:: Data to process ::

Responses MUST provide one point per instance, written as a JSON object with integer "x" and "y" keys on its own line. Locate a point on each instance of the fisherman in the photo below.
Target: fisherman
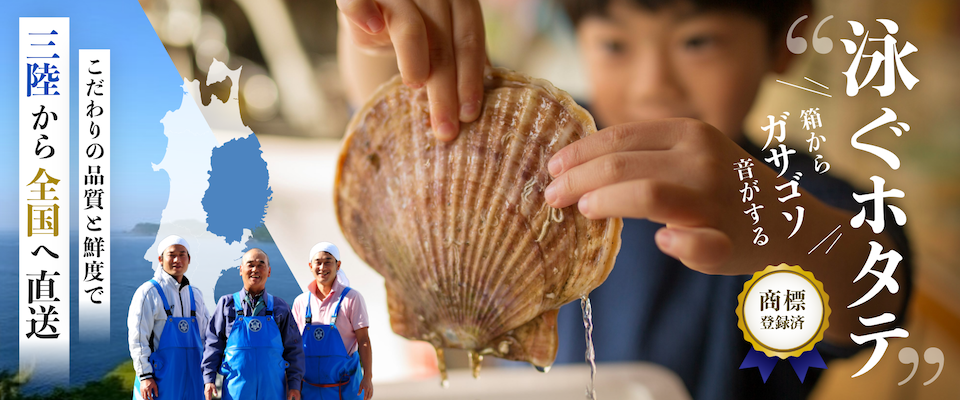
{"x": 334, "y": 322}
{"x": 164, "y": 323}
{"x": 253, "y": 341}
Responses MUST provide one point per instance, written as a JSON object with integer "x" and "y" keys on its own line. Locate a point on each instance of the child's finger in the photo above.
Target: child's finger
{"x": 470, "y": 52}
{"x": 606, "y": 170}
{"x": 701, "y": 249}
{"x": 655, "y": 200}
{"x": 363, "y": 13}
{"x": 442, "y": 82}
{"x": 408, "y": 33}
{"x": 645, "y": 135}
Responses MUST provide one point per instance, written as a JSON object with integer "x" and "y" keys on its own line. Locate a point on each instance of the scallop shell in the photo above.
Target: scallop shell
{"x": 473, "y": 257}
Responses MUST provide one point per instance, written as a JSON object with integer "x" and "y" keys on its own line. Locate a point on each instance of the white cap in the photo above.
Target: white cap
{"x": 327, "y": 247}
{"x": 170, "y": 241}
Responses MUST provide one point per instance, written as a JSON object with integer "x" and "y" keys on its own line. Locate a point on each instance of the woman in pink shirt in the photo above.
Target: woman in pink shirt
{"x": 333, "y": 320}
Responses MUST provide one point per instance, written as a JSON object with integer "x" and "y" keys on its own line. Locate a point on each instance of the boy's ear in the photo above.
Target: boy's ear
{"x": 782, "y": 57}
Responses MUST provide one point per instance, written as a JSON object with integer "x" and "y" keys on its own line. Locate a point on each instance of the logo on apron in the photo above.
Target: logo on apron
{"x": 255, "y": 325}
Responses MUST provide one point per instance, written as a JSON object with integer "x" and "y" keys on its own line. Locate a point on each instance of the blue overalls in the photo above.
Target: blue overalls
{"x": 253, "y": 366}
{"x": 176, "y": 360}
{"x": 330, "y": 373}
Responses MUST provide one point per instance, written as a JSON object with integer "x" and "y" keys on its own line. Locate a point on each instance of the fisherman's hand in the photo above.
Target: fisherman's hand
{"x": 148, "y": 389}
{"x": 366, "y": 386}
{"x": 439, "y": 44}
{"x": 209, "y": 390}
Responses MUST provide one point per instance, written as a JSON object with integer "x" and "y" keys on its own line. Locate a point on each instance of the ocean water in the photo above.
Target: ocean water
{"x": 91, "y": 361}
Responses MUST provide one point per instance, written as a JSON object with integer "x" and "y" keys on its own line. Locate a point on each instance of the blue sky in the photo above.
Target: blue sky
{"x": 145, "y": 86}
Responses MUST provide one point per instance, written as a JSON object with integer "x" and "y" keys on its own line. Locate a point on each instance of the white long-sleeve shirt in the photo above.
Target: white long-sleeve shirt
{"x": 146, "y": 318}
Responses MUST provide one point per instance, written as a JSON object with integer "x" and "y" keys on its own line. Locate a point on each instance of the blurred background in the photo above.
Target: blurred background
{"x": 290, "y": 95}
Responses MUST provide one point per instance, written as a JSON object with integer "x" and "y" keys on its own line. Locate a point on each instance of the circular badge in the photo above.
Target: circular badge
{"x": 255, "y": 325}
{"x": 783, "y": 311}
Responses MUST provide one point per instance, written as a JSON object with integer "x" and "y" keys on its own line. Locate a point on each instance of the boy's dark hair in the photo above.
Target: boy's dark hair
{"x": 777, "y": 15}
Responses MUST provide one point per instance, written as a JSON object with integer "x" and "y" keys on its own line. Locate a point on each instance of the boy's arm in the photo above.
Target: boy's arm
{"x": 680, "y": 172}
{"x": 439, "y": 44}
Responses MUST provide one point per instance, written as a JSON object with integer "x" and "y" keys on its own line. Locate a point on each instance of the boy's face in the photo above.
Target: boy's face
{"x": 674, "y": 63}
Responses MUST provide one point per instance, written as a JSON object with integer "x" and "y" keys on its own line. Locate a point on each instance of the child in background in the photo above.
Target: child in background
{"x": 671, "y": 81}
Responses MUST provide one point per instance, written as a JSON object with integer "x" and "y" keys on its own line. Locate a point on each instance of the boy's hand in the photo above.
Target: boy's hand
{"x": 438, "y": 43}
{"x": 679, "y": 172}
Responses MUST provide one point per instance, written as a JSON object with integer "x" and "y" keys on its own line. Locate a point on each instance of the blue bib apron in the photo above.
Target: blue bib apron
{"x": 253, "y": 365}
{"x": 176, "y": 360}
{"x": 331, "y": 373}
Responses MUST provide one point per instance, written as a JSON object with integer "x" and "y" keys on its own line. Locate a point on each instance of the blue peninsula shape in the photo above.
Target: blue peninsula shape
{"x": 239, "y": 188}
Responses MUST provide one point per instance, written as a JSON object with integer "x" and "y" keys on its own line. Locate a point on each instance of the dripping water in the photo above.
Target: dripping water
{"x": 442, "y": 366}
{"x": 590, "y": 354}
{"x": 475, "y": 360}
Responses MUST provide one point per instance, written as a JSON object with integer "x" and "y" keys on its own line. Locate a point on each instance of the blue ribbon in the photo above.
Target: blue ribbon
{"x": 807, "y": 360}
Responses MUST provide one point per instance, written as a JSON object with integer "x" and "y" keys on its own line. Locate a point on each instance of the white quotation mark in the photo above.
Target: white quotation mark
{"x": 932, "y": 355}
{"x": 797, "y": 45}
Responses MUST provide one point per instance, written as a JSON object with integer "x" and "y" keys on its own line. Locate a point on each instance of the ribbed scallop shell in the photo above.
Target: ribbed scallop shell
{"x": 472, "y": 256}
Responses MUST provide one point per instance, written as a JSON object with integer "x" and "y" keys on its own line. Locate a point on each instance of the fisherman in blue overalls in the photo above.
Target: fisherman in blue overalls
{"x": 164, "y": 323}
{"x": 253, "y": 341}
{"x": 333, "y": 320}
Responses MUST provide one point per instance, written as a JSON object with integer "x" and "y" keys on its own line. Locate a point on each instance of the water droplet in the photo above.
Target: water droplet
{"x": 590, "y": 354}
{"x": 475, "y": 360}
{"x": 442, "y": 366}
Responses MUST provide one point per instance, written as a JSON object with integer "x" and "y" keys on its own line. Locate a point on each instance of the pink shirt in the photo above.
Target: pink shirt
{"x": 352, "y": 316}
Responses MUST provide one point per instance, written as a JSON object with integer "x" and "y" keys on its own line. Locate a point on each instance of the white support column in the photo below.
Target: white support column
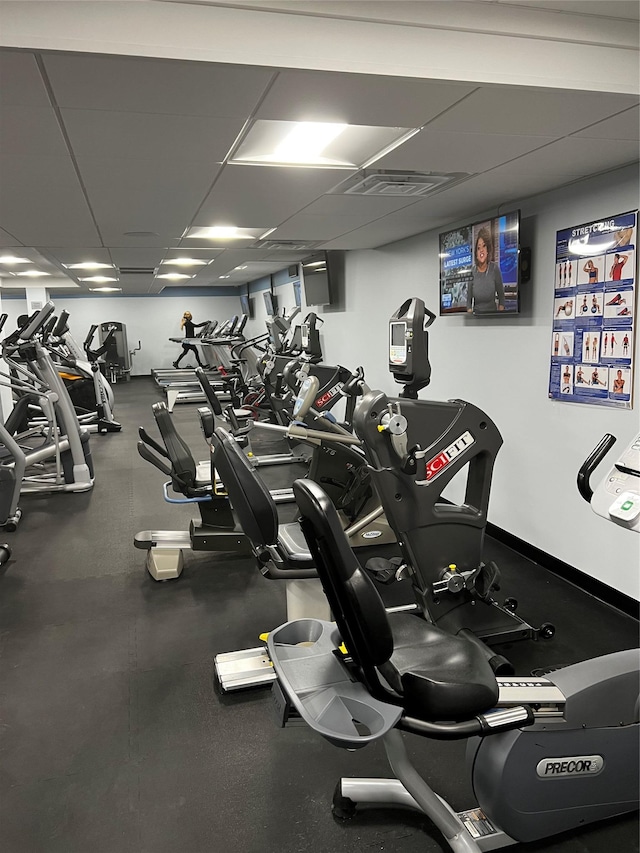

:::

* Work to be completed *
Rewrite every one of the records above with "Target" changed to "Label" everywhere and nothing else altered. Omit the pictures from your version.

* Output of the exercise *
Responses MUST provide one point per instance, written as a JSON object with integer "x" and "y" keys on its own line. Locate a point on each instance of the fisherman in the photo below.
Label: fisherman
{"x": 334, "y": 322}
{"x": 164, "y": 323}
{"x": 253, "y": 341}
Responses MUST provide one point per instance, written as a JSON object with integer "x" and "y" keys on its own line. Locate a point on each instance of the child's finger in the photo above.
Label: child's finger
{"x": 470, "y": 52}
{"x": 606, "y": 170}
{"x": 701, "y": 249}
{"x": 655, "y": 200}
{"x": 363, "y": 13}
{"x": 442, "y": 82}
{"x": 408, "y": 33}
{"x": 645, "y": 135}
Responses MUST provide one point per instance, written as a JSON object with integer "x" and "y" keys on its own line. Locate a point on each instance of the scallop shell in the photo above.
Label: scallop shell
{"x": 473, "y": 257}
Responses MUST provide one point per instance, written as a JSON object with integer "x" and "y" keys on its own line. Locate a point on each instance of the white cap in the photo above.
Label: white cap
{"x": 327, "y": 247}
{"x": 170, "y": 241}
Responses MUST provide one point per instance, written as a JSON object with integer "x" and "y" keys on its own line. Locate a point on each instance of the woman in pink shirt in the photo above.
Label: woman in pink shirt
{"x": 333, "y": 320}
Responses MUST provide one point per instance, written as a JSON object with integer "x" and "y" keys on its own line. Locate a point on each instance of the boy's ear in the photo above.
Label: boy's ear
{"x": 782, "y": 57}
Responses MUST provide one point per instance, written as a JSON object with integer "x" and "y" keys on its own line. Locate a point on each instance of the logo on apron in the photo above.
Label: logo on apron
{"x": 255, "y": 325}
Responses MUST provide one point per instance, written as a JSON object with integer "x" and "y" keys on its own line. Locate a point on each instance of the blue overalls in the photo above.
Label: blue overalls
{"x": 253, "y": 366}
{"x": 176, "y": 360}
{"x": 330, "y": 373}
Responses MUST provide one point per instance, written as a JSON object with integer "x" and "y" keys on its own line. Locate a point on each instance of the fisherman's hand in the photo above.
Label: fisherman's hand
{"x": 148, "y": 389}
{"x": 366, "y": 386}
{"x": 439, "y": 44}
{"x": 209, "y": 390}
Responses MUST provide one point per instance, written as a JSON object with integer "x" and "y" keys on its own line. Locate a point on each instance of the ocean water in the photo above.
Label: ocean water
{"x": 91, "y": 361}
Responses MUST provide one point per instance, written as a JSON object with integer "x" and "y" keys on its own line. Locate a point on each instance of the blue sky in the photo above.
Label: blue sky
{"x": 145, "y": 86}
Responses MUST provide one point per instance, written as a JSON object with integer "x" and "y" keys on its own line. Locate a point on each instance of the white long-sleeve shirt in the photo above.
Label: white long-sleeve shirt
{"x": 146, "y": 318}
Responses MUST provide one point per instance, written as a JSON object with integer "x" and "y" keys on its own line. Locate a point on each instance of the blurred background in the photo above.
Label: blurred background
{"x": 290, "y": 95}
Responses MUST provide one point per instance, written as a JSON object with integer "x" and "y" keys on its own line. Locate a point on each instance of the circular badge in the photo above.
Label: circular badge
{"x": 255, "y": 325}
{"x": 783, "y": 311}
Responses MUST provide one point per instance, written as a JSON object with integer "x" and "y" keys on its own line. Locate a point on each instance of the boy's dark hair in the photo above.
Label: boy's dark hair
{"x": 777, "y": 15}
Responses MUST provide one point per instance, written as a JSON object with integer "x" and "y" keys on its own line. Locate a point on each instance of the boy's arm in the photo above.
Label: boy's arm
{"x": 680, "y": 172}
{"x": 439, "y": 44}
Responses MUST provide one point per instance, written as a JSON object with integer "x" and "y" keys on its own line. Locate a point on each instance of the boy's face in the photo above.
Label: boy's face
{"x": 674, "y": 63}
Responses MUST provide one point per instance, written as a JSON object with integer "x" and "y" keys on its own line. Locate a point on each instance of the child in background in the photo above.
Label: child in background
{"x": 671, "y": 81}
Responses MUST provide one point per instance, written as a JSON object with integer "x" and "y" keys on its own line. Locate a point on each instance of the boy's hand in the photo above.
Label: boy's hand
{"x": 438, "y": 43}
{"x": 679, "y": 172}
Responses MUST provide one point per instance, written as a JSON object with integer "x" and "y" keys on its own line. Locate a point on each instance of the blue bib apron in the photo above.
Label: blue bib apron
{"x": 253, "y": 365}
{"x": 176, "y": 360}
{"x": 331, "y": 373}
Responses MUST provide one point per instance, written as a JSON object with integer "x" and "y" keys on its own line. Locate a point on each instance of the blue peninsula shape in the photo above.
Label: blue peninsula shape
{"x": 239, "y": 188}
Responses MUST provide one point per instance, written as a JSON object with integer "x" and "y" keys on its own line. Locate a point on each instance of the dripping water in the photo above.
Label: dripping water
{"x": 442, "y": 366}
{"x": 590, "y": 354}
{"x": 475, "y": 360}
Responses MUST provide one point per instance, written as a JSON object with integer "x" and "y" keys on its own line. Locate a point on each instance of the blue ribbon in the photo above.
Label: blue ribbon
{"x": 807, "y": 360}
Responses MUST provide one point per instance, written as a JSON object with integer "x" and "y" keys on its own line. Locate a point on each instance of the white quotation mark in the photo above.
Label: white quotation mark
{"x": 932, "y": 355}
{"x": 797, "y": 45}
Responses MUST provide one point per instance, written as a JSON object with integer "x" and "y" keys on its own line. Locate a point on each instance of the ribbed scallop shell in the photo above.
Label: ribbed scallop shell
{"x": 472, "y": 256}
Responses MUST provide one point per instance, written as a JSON object with integer "x" and "y" keys on its own line. Locate a point on each instance of the fisherman in blue overalls in the photo above.
Label: fisherman in blue overalls
{"x": 164, "y": 323}
{"x": 253, "y": 341}
{"x": 333, "y": 320}
Responses MUST provide one point per instance, written as a JSON object with integer "x" and "y" keys on its own line. Locate a point on each instance of the water droplet in the photo above.
Label: water droplet
{"x": 590, "y": 354}
{"x": 475, "y": 360}
{"x": 442, "y": 366}
Responses MUST provide one point per instance, written as a JSON object with integer "x" and "y" keys on its own line. Locate a point on each instance of the pink shirt in the photo above.
Label: pink shirt
{"x": 352, "y": 316}
Responses MUST provide one point per instance, written as a JSON object with integer "x" and "y" keys on its own line. Locate a point on each instance of the white support column in the photo below.
Label: white support column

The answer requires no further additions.